Problem: Switch every "Annotation task" to "Labeling job" throughout the records below and write the lines out again with nothing else changed. Leave the pictures out.

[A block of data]

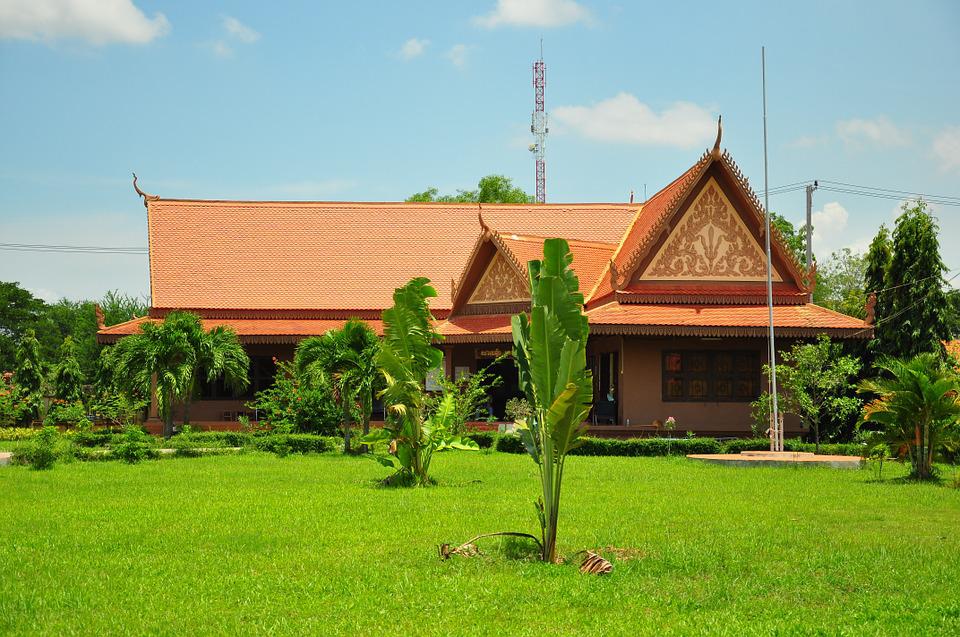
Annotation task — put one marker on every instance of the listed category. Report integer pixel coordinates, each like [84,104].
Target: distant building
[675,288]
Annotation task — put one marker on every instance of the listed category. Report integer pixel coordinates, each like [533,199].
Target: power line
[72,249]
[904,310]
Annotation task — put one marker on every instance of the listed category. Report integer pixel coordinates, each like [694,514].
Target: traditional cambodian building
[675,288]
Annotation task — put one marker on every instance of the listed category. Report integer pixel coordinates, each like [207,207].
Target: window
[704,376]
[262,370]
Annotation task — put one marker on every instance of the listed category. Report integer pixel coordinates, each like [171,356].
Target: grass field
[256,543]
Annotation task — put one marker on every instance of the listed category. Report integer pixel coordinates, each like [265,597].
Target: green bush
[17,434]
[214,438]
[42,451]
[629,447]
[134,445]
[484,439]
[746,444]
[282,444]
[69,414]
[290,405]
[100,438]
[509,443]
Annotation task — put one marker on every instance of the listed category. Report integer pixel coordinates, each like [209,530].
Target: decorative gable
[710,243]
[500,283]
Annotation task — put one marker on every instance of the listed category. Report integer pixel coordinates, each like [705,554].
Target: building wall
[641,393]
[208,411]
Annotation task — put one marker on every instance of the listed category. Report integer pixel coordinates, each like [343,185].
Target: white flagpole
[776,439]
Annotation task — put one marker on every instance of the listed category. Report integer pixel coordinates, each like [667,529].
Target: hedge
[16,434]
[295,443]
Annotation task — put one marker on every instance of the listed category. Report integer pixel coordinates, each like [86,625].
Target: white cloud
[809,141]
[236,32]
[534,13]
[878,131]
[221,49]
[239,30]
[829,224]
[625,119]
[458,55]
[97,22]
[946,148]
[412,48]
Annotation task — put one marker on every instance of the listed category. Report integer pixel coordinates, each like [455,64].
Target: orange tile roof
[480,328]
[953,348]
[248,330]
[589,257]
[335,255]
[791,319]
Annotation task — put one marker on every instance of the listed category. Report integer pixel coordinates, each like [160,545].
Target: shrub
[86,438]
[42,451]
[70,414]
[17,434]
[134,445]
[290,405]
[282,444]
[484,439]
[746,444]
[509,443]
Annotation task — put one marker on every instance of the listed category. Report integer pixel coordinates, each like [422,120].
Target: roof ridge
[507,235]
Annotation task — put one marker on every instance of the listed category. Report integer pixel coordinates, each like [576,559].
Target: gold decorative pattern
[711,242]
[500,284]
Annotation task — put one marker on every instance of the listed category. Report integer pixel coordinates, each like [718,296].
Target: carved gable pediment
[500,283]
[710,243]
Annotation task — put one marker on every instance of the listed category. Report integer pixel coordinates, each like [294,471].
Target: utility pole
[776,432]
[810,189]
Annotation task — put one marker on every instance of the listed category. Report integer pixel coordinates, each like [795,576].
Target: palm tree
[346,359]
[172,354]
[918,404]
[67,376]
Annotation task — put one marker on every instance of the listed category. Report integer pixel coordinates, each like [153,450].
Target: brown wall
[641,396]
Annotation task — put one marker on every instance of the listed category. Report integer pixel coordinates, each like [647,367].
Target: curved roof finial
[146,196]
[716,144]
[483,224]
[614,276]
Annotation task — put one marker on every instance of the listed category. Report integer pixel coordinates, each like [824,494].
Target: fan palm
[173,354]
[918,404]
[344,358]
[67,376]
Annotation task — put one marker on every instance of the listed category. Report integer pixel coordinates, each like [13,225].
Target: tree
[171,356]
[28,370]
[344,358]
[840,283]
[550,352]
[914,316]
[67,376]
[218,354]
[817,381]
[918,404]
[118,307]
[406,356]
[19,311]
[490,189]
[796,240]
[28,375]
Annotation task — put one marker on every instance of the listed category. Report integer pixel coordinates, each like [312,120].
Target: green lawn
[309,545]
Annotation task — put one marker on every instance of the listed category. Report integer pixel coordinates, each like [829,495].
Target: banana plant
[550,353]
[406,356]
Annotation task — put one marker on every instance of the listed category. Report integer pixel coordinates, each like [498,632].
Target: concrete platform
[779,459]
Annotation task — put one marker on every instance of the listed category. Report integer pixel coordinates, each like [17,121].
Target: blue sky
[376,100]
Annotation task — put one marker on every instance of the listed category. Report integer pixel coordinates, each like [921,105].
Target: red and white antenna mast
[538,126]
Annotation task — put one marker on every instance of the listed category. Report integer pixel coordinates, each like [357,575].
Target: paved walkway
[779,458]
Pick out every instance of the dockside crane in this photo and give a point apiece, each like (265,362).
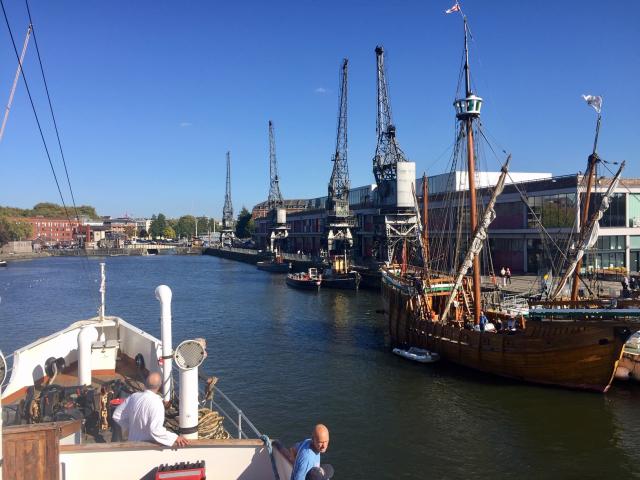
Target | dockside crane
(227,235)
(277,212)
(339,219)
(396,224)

Task response:
Labeling job — put one marker on every instance of the listed category. Report integer pixel coordinates, each like [84,104].
Target: distant building
[675,288]
Labeling job — put one marker on every instance of the listed category. Report integer pixel coordinates, each like [533,199].
Target: power line
[72,249]
[904,310]
Labeling job — put one marker on every instance of the listed category. Report integer pixel coordinates, each like [694,514].
Target: traditional cambodian building
[675,288]
Labeling job — put one marker on every instance of the listed category. Report integer pixel coordinates, each like [207,207].
Target: window
[704,376]
[262,370]
Labeling job — put one marker on every instance of the listed category. Report integer pixel coordinates, each like [171,356].
Target: grass field
[256,543]
Labeling job — put one marker on every instance of the listed category. Report integer pixel coordinates, each like [265,597].
Target: green bush
[17,434]
[214,438]
[42,451]
[629,447]
[134,445]
[484,439]
[746,444]
[282,444]
[69,414]
[290,405]
[100,438]
[509,443]
Labeling job — put one marker on every instance of the listed category. Report integer pixel coordinates, each like [209,530].
Target: decorative gable
[710,243]
[500,283]
Labeling job — put one marker on every instance of the listed category. Report integer pixel coordinates, each like [705,554].
Target: building wall
[641,393]
[208,411]
Labeling job — put one marker on every instance of the listed category. Report integer pixel coordinates, each like [343,185].
Target: white flagpole
[776,439]
Labeling job — put one marker on every instance of the listed category. Report integer pixel coordinates, each like [667,529].
Target: hedge
[16,434]
[295,443]
Labeling job — put one marker on every instance of the listed category. Report integer pixel coordinates, each like [86,625].
Target: white cloud
[809,141]
[236,32]
[534,13]
[878,131]
[221,49]
[239,30]
[829,224]
[625,119]
[458,55]
[97,22]
[946,148]
[412,48]
Labeling job — put one marker on every instance of the listed category. Report integer pixel coordinates, each like [455,64].
Target: orange tile roof
[480,328]
[953,348]
[248,330]
[589,257]
[335,255]
[791,319]
Labeling job — put one marker on every instance of the listed category. Report integer pixel coordinates, each like [160,545].
Target: shrub
[86,438]
[42,451]
[70,414]
[17,434]
[134,445]
[290,405]
[282,444]
[484,439]
[746,444]
[509,443]
Labeling job — put one marker on every instance of the listed category. Report integer pixel coordinates, each like [422,120].
Target: roof ridge
[507,235]
Labeling job — put one marker on every instance of the listed category. Report integer pixel coordinates, each like [576,559].
Target: gold decorative pattern
[711,242]
[500,284]
Labeling job — put one marker on every instance of the listed category. Report integer pixel coordinates, each like [718,296].
Target: carved gable pediment
[500,283]
[710,243]
Labeling job — put one marker on every instance of the listed category. Report integer pixel coordinates, each like [294,471].
Target: utility pole
[776,432]
[810,189]
Labeling job — put one marker on every instance of the listed category. Report integer pixel coordinates, each like [795,576].
Target: palm tree
[346,359]
[172,354]
[918,404]
[67,376]
Labeling job — put one marker on every instance of the listed category. Report integer pixel coordinates, each like [153,450].
Target: brown wall
[641,396]
Labeling job — put one marker on every instance of the listed category. Report integer pixel coordinates, each like [647,367].
Target: curved roof finial
[146,196]
[716,144]
[483,224]
[614,276]
Labeling job — put one marker on every instance of the listed category. Report integer pixel coordinates, each like [824,494].
Target: fan palm
[173,354]
[918,404]
[344,358]
[67,376]
Labeling job — put one marker on every instance of the listed category. Report integer pixel coordinates, each like [13,225].
Target: tree
[171,356]
[28,370]
[344,358]
[840,283]
[550,352]
[914,316]
[67,376]
[218,354]
[817,381]
[918,404]
[118,307]
[406,356]
[19,311]
[490,189]
[796,240]
[28,375]
Labeling job — put one marker on every instance of the listed category. Report integer pixel coordinates, each like [312,120].
Target: green lawn
[309,545]
Labeling job — put one marker on every instance of the listed category. Report integer pixel coordinates, each like [829,495].
Target: banana plant
[550,353]
[406,356]
Labeling job — put one marker on every instance of the listed category. Report integer pixel coordinates, each like [498,632].
Target: concrete platform
[779,459]
Labeling job — put one marker on every instance of the listed category. Report integer pixel coordinates, each like [17,121].
Target: blue sky
[376,100]
Labeling job — put one marker on every instance of the listed category. Report integer pixel coordinates, each like [921,105].
Target: red and white antenna mast
[538,126]
Labeling job — put one marker on every instance of the listed category. Report integer pixel coordinates, each like [357,575].
Target: paved walkway
[779,458]
Pick out every instance of the dockside crane in this photo and give a point apiece, each like (265,362).
Target | dockside crane
(227,235)
(277,212)
(339,219)
(396,224)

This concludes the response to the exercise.